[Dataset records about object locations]
(begin)
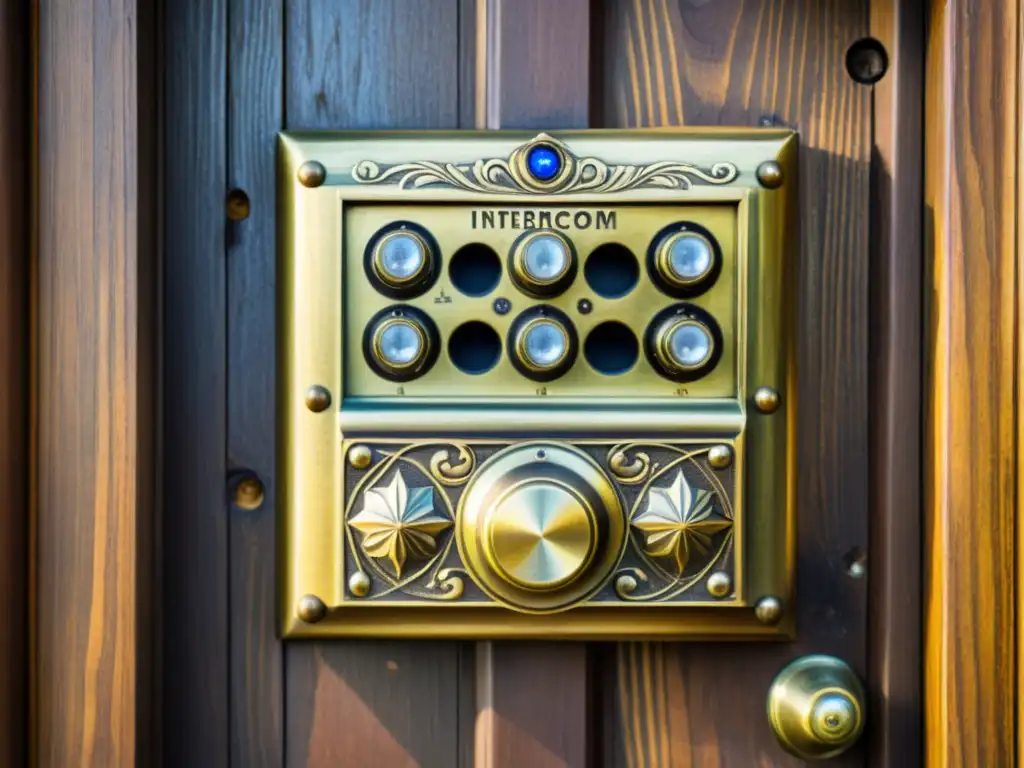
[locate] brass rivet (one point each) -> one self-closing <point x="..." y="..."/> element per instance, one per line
<point x="312" y="174"/>
<point x="238" y="205"/>
<point x="770" y="174"/>
<point x="766" y="399"/>
<point x="317" y="398"/>
<point x="719" y="585"/>
<point x="249" y="493"/>
<point x="769" y="610"/>
<point x="720" y="457"/>
<point x="311" y="609"/>
<point x="358" y="584"/>
<point x="359" y="457"/>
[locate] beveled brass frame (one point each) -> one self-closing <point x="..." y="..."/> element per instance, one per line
<point x="322" y="172"/>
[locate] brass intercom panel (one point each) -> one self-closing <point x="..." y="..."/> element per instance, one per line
<point x="537" y="385"/>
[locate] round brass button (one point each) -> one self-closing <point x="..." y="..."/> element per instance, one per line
<point x="541" y="526"/>
<point x="542" y="535"/>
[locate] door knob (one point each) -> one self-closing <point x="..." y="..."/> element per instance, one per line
<point x="816" y="708"/>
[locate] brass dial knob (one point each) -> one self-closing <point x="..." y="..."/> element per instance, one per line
<point x="543" y="263"/>
<point x="400" y="343"/>
<point x="816" y="708"/>
<point x="540" y="526"/>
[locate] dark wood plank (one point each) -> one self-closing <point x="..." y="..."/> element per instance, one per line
<point x="372" y="64"/>
<point x="94" y="322"/>
<point x="894" y="673"/>
<point x="728" y="62"/>
<point x="973" y="333"/>
<point x="256" y="79"/>
<point x="15" y="172"/>
<point x="531" y="70"/>
<point x="196" y="580"/>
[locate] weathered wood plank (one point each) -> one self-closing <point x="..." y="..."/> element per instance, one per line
<point x="94" y="357"/>
<point x="372" y="64"/>
<point x="15" y="172"/>
<point x="254" y="117"/>
<point x="681" y="62"/>
<point x="196" y="637"/>
<point x="971" y="183"/>
<point x="894" y="675"/>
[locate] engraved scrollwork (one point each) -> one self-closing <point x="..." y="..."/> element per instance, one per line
<point x="679" y="530"/>
<point x="450" y="583"/>
<point x="627" y="471"/>
<point x="444" y="472"/>
<point x="511" y="175"/>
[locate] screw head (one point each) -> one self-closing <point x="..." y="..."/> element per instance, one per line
<point x="312" y="174"/>
<point x="249" y="493"/>
<point x="317" y="398"/>
<point x="768" y="610"/>
<point x="720" y="457"/>
<point x="358" y="584"/>
<point x="311" y="609"/>
<point x="766" y="399"/>
<point x="770" y="174"/>
<point x="359" y="457"/>
<point x="719" y="585"/>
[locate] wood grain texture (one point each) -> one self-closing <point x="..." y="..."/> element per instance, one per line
<point x="730" y="62"/>
<point x="530" y="65"/>
<point x="15" y="154"/>
<point x="372" y="64"/>
<point x="94" y="322"/>
<point x="254" y="117"/>
<point x="196" y="641"/>
<point x="971" y="462"/>
<point x="894" y="680"/>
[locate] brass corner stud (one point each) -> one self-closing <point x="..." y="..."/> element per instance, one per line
<point x="312" y="174"/>
<point x="311" y="609"/>
<point x="770" y="174"/>
<point x="317" y="398"/>
<point x="769" y="610"/>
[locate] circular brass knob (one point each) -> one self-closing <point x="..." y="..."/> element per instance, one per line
<point x="400" y="343"/>
<point x="401" y="260"/>
<point x="685" y="258"/>
<point x="543" y="343"/>
<point x="543" y="263"/>
<point x="684" y="343"/>
<point x="540" y="526"/>
<point x="816" y="708"/>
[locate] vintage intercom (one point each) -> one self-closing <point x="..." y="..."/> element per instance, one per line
<point x="537" y="385"/>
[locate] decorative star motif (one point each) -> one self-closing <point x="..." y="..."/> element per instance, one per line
<point x="679" y="522"/>
<point x="398" y="522"/>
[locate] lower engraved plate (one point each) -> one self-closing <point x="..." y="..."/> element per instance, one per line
<point x="542" y="526"/>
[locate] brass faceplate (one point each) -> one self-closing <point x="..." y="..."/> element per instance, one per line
<point x="436" y="500"/>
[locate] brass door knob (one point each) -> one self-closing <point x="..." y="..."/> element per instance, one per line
<point x="816" y="708"/>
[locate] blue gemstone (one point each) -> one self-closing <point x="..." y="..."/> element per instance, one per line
<point x="544" y="163"/>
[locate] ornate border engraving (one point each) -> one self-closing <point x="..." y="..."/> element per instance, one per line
<point x="511" y="175"/>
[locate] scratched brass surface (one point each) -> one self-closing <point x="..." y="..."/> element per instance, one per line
<point x="371" y="487"/>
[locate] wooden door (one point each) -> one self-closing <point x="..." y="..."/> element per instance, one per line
<point x="238" y="72"/>
<point x="148" y="635"/>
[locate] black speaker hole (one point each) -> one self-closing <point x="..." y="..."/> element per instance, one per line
<point x="611" y="270"/>
<point x="611" y="348"/>
<point x="475" y="269"/>
<point x="474" y="347"/>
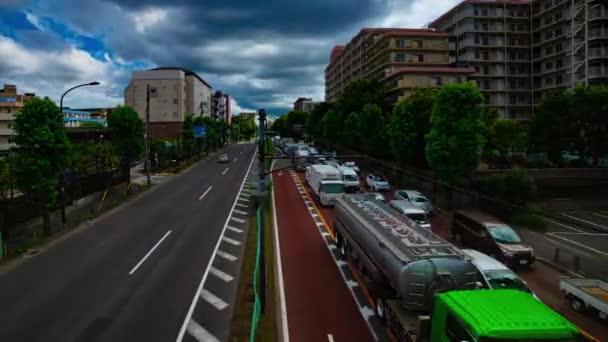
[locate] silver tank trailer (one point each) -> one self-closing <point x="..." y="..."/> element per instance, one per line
<point x="417" y="262"/>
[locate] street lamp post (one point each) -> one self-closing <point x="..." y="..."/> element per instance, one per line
<point x="63" y="217"/>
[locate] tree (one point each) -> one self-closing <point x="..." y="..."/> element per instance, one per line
<point x="188" y="141"/>
<point x="409" y="124"/>
<point x="591" y="106"/>
<point x="41" y="154"/>
<point x="127" y="136"/>
<point x="455" y="140"/>
<point x="554" y="126"/>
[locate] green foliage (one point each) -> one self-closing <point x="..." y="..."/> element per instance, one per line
<point x="455" y="141"/>
<point x="409" y="124"/>
<point x="92" y="124"/>
<point x="41" y="153"/>
<point x="513" y="186"/>
<point x="127" y="136"/>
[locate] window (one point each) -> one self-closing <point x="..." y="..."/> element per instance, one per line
<point x="455" y="331"/>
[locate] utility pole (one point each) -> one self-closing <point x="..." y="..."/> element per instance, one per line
<point x="149" y="181"/>
<point x="262" y="189"/>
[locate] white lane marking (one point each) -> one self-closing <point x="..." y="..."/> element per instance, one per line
<point x="199" y="333"/>
<point x="214" y="300"/>
<point x="231" y="241"/>
<point x="237" y="219"/>
<point x="236" y="230"/>
<point x="221" y="238"/>
<point x="563" y="225"/>
<point x="149" y="252"/>
<point x="279" y="265"/>
<point x="206" y="192"/>
<point x="226" y="256"/>
<point x="579" y="244"/>
<point x="600" y="215"/>
<point x="221" y="274"/>
<point x="587" y="222"/>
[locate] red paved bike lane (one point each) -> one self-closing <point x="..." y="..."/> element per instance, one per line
<point x="318" y="301"/>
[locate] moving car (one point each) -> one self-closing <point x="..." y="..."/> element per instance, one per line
<point x="494" y="274"/>
<point x="223" y="158"/>
<point x="415" y="214"/>
<point x="377" y="182"/>
<point x="416" y="198"/>
<point x="491" y="236"/>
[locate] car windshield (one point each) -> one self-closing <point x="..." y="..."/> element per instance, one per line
<point x="504" y="234"/>
<point x="350" y="178"/>
<point x="418" y="218"/>
<point x="505" y="280"/>
<point x="332" y="188"/>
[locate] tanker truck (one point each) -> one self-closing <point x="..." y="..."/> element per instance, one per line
<point x="426" y="289"/>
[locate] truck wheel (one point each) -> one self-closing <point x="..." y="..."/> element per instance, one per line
<point x="381" y="309"/>
<point x="576" y="304"/>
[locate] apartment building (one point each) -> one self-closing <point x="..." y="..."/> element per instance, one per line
<point x="304" y="104"/>
<point x="493" y="37"/>
<point x="220" y="106"/>
<point x="569" y="44"/>
<point x="10" y="103"/>
<point x="399" y="58"/>
<point x="173" y="93"/>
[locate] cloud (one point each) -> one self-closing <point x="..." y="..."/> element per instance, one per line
<point x="264" y="54"/>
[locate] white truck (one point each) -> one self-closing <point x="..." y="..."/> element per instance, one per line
<point x="325" y="182"/>
<point x="350" y="178"/>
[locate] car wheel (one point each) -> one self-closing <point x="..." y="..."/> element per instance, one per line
<point x="576" y="304"/>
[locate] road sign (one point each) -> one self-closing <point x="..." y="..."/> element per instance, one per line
<point x="200" y="131"/>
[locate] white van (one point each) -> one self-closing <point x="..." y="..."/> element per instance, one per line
<point x="495" y="274"/>
<point x="350" y="179"/>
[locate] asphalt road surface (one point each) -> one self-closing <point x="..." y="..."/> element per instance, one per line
<point x="132" y="274"/>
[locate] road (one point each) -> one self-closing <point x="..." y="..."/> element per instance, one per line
<point x="320" y="305"/>
<point x="135" y="273"/>
<point x="544" y="280"/>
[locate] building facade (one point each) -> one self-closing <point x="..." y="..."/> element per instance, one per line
<point x="220" y="106"/>
<point x="304" y="104"/>
<point x="399" y="58"/>
<point x="10" y="103"/>
<point x="173" y="93"/>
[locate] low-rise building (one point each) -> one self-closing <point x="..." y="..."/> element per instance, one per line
<point x="10" y="103"/>
<point x="173" y="93"/>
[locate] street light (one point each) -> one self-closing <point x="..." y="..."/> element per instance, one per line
<point x="63" y="217"/>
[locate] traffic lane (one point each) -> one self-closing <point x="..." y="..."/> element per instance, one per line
<point x="317" y="299"/>
<point x="543" y="280"/>
<point x="100" y="261"/>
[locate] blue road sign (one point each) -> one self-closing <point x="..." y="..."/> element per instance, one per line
<point x="200" y="131"/>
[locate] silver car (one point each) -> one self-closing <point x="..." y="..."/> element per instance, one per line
<point x="417" y="199"/>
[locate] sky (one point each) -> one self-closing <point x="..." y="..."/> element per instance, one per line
<point x="265" y="54"/>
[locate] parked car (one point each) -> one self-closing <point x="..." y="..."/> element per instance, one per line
<point x="352" y="165"/>
<point x="223" y="158"/>
<point x="415" y="214"/>
<point x="491" y="236"/>
<point x="377" y="182"/>
<point x="494" y="274"/>
<point x="416" y="198"/>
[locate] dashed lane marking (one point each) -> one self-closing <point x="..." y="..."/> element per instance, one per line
<point x="221" y="274"/>
<point x="214" y="300"/>
<point x="226" y="256"/>
<point x="199" y="333"/>
<point x="236" y="230"/>
<point x="231" y="241"/>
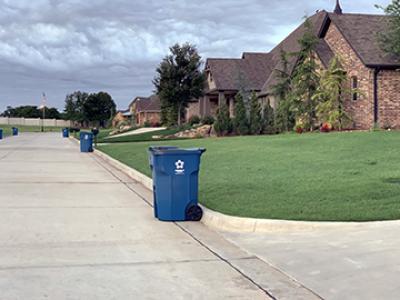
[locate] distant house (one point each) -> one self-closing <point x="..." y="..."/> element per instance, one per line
<point x="147" y="111"/>
<point x="121" y="116"/>
<point x="351" y="37"/>
<point x="225" y="77"/>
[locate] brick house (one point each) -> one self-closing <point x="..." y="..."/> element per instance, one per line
<point x="146" y="110"/>
<point x="225" y="77"/>
<point x="351" y="37"/>
<point x="141" y="110"/>
<point x="121" y="116"/>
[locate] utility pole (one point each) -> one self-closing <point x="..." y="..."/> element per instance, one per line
<point x="43" y="107"/>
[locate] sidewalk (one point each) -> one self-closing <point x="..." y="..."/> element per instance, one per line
<point x="73" y="228"/>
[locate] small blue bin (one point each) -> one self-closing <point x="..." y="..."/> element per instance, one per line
<point x="175" y="183"/>
<point x="65" y="132"/>
<point x="86" y="139"/>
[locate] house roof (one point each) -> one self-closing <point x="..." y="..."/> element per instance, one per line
<point x="249" y="72"/>
<point x="257" y="71"/>
<point x="150" y="104"/>
<point x="136" y="99"/>
<point x="362" y="32"/>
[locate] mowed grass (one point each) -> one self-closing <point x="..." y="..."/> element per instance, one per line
<point x="7" y="129"/>
<point x="317" y="177"/>
<point x="143" y="137"/>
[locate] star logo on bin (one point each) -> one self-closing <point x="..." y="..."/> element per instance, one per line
<point x="180" y="167"/>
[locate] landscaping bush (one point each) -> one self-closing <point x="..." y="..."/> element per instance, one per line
<point x="193" y="120"/>
<point x="208" y="120"/>
<point x="223" y="124"/>
<point x="256" y="121"/>
<point x="326" y="127"/>
<point x="240" y="122"/>
<point x="269" y="120"/>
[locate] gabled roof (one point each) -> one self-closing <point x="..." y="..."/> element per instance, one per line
<point x="248" y="73"/>
<point x="137" y="99"/>
<point x="291" y="44"/>
<point x="362" y="33"/>
<point x="150" y="104"/>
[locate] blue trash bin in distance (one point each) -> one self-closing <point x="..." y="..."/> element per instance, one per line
<point x="65" y="132"/>
<point x="86" y="139"/>
<point x="175" y="183"/>
<point x="15" y="131"/>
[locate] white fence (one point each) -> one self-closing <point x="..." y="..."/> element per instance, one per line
<point x="35" y="122"/>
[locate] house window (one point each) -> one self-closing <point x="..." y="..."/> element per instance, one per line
<point x="354" y="87"/>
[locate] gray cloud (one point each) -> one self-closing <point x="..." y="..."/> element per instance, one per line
<point x="59" y="46"/>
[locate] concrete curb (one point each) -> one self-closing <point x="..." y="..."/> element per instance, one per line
<point x="222" y="222"/>
<point x="136" y="175"/>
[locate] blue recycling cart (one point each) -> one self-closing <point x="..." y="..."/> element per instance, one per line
<point x="65" y="132"/>
<point x="86" y="139"/>
<point x="175" y="183"/>
<point x="15" y="131"/>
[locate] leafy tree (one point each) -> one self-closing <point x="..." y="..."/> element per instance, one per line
<point x="256" y="121"/>
<point x="223" y="123"/>
<point x="331" y="95"/>
<point x="390" y="39"/>
<point x="99" y="107"/>
<point x="73" y="109"/>
<point x="240" y="122"/>
<point x="178" y="81"/>
<point x="282" y="90"/>
<point x="305" y="78"/>
<point x="30" y="111"/>
<point x="268" y="119"/>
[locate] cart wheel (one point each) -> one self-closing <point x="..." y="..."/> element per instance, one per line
<point x="194" y="213"/>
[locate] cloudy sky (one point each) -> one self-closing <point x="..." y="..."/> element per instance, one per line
<point x="59" y="46"/>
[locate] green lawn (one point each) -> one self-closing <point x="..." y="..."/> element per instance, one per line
<point x="330" y="177"/>
<point x="7" y="129"/>
<point x="147" y="136"/>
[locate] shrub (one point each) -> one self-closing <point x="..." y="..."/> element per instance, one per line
<point x="326" y="127"/>
<point x="223" y="124"/>
<point x="194" y="120"/>
<point x="299" y="129"/>
<point x="256" y="122"/>
<point x="269" y="120"/>
<point x="208" y="120"/>
<point x="240" y="122"/>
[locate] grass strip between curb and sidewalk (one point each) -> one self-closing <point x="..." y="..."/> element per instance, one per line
<point x="312" y="177"/>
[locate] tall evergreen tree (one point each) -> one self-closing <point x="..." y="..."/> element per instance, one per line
<point x="282" y="91"/>
<point x="255" y="120"/>
<point x="305" y="78"/>
<point x="390" y="38"/>
<point x="223" y="123"/>
<point x="331" y="95"/>
<point x="240" y="122"/>
<point x="178" y="81"/>
<point x="269" y="119"/>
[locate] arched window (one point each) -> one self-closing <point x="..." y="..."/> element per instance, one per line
<point x="354" y="88"/>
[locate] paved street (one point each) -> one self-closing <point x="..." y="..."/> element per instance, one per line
<point x="73" y="228"/>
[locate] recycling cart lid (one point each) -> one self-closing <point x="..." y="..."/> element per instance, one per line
<point x="167" y="150"/>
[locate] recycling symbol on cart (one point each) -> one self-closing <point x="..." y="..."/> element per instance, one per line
<point x="179" y="167"/>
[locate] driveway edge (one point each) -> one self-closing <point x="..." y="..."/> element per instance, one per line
<point x="222" y="222"/>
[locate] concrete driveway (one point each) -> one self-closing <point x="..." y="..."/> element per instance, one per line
<point x="74" y="228"/>
<point x="355" y="262"/>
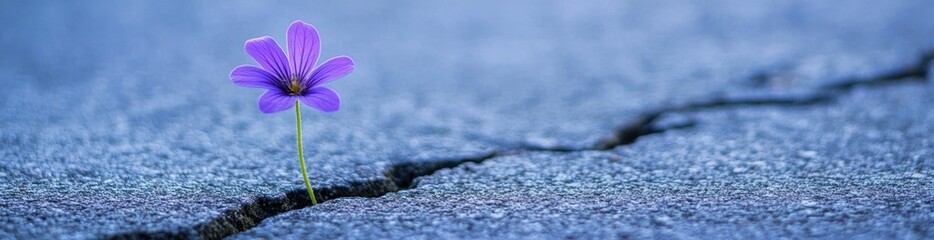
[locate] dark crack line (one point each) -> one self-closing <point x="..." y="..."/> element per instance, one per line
<point x="405" y="175"/>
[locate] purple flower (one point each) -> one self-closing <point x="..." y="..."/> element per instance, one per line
<point x="294" y="78"/>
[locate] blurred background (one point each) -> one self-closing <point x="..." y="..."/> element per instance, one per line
<point x="128" y="98"/>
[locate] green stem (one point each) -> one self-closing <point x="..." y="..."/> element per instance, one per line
<point x="301" y="152"/>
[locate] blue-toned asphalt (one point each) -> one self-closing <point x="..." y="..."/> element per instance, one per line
<point x="119" y="119"/>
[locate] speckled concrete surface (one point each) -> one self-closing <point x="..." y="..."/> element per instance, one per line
<point x="119" y="118"/>
<point x="857" y="169"/>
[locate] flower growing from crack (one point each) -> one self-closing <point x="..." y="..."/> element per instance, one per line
<point x="294" y="79"/>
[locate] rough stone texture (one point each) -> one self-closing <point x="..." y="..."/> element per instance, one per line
<point x="860" y="168"/>
<point x="118" y="117"/>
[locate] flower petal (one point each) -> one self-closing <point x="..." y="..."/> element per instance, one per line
<point x="330" y="70"/>
<point x="304" y="47"/>
<point x="268" y="54"/>
<point x="252" y="76"/>
<point x="275" y="101"/>
<point x="322" y="98"/>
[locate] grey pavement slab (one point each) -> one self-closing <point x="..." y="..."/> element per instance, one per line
<point x="119" y="117"/>
<point x="860" y="168"/>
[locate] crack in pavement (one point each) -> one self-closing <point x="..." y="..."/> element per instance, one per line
<point x="405" y="175"/>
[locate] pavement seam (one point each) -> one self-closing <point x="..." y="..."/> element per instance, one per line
<point x="404" y="176"/>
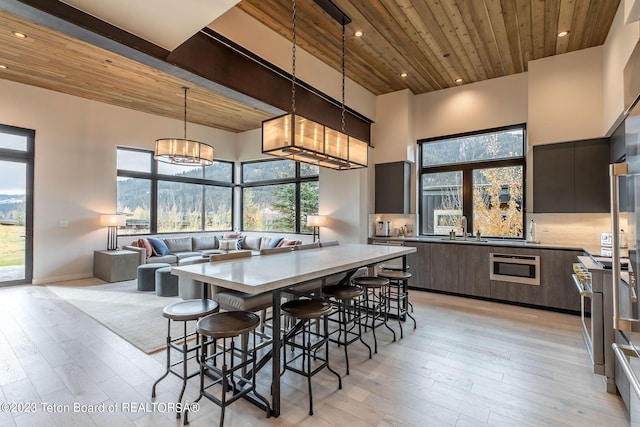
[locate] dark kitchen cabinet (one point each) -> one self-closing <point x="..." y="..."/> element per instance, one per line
<point x="571" y="177"/>
<point x="393" y="187"/>
<point x="443" y="267"/>
<point x="418" y="263"/>
<point x="473" y="274"/>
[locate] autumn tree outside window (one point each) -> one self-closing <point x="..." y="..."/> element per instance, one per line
<point x="478" y="175"/>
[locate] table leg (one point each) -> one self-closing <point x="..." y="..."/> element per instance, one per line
<point x="275" y="355"/>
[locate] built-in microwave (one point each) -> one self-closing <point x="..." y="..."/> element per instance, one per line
<point x="523" y="269"/>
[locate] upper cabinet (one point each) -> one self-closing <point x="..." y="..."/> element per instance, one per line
<point x="571" y="177"/>
<point x="393" y="187"/>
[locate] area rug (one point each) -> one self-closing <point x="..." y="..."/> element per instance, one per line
<point x="133" y="315"/>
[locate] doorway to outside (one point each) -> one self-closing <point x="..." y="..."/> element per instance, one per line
<point x="16" y="205"/>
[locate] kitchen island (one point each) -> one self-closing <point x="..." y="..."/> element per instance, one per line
<point x="464" y="267"/>
<point x="278" y="272"/>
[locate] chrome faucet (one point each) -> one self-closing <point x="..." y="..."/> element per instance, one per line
<point x="464" y="227"/>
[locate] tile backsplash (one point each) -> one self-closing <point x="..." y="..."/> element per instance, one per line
<point x="572" y="230"/>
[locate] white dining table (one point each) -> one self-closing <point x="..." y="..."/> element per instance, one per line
<point x="277" y="272"/>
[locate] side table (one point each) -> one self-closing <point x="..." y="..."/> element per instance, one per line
<point x="116" y="265"/>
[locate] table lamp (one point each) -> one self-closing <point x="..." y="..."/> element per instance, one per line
<point x="113" y="221"/>
<point x="316" y="221"/>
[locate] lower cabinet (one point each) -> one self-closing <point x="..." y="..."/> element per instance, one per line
<point x="444" y="267"/>
<point x="473" y="274"/>
<point x="464" y="269"/>
<point x="418" y="263"/>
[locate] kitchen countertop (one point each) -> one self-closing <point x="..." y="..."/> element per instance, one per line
<point x="483" y="242"/>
(end)
(AIM OF THE EXERCISE)
Reproduce the lines word for word, starting at the one holding "[locate] kitchen island" and ending at the final line of the material above.

(RESPONSE)
[locate] kitchen island (one point each) -> one self-closing <point x="..." y="..."/> element per instance, one per line
<point x="464" y="267"/>
<point x="278" y="272"/>
[locate] chrome faucet (one point each) -> one self-closing <point x="..." y="..."/> element per instance, one per line
<point x="464" y="227"/>
[locate] tile backsplash (one point each) -> one self-closing <point x="..." y="..."/> element per instance, one per line
<point x="572" y="230"/>
[locate] white dining table (one point each) -> one self-closing <point x="..." y="..."/> element per instance, one per line
<point x="277" y="272"/>
[locate] side table (one point each) -> one self-closing <point x="..." y="..."/> element per instance, one per line
<point x="116" y="265"/>
[locate] table lamp (one point each) -> one self-closing <point x="..." y="..."/> element per instance, one per line
<point x="113" y="221"/>
<point x="316" y="221"/>
[locate] lower cabinet (one point each) -> one self-closing <point x="..." y="..."/> element per instance, one per line
<point x="444" y="267"/>
<point x="473" y="274"/>
<point x="464" y="269"/>
<point x="418" y="263"/>
[locate] kitchen countertop (one point each) -> one self-closing <point x="..." y="..."/> element per instance, one per line
<point x="483" y="242"/>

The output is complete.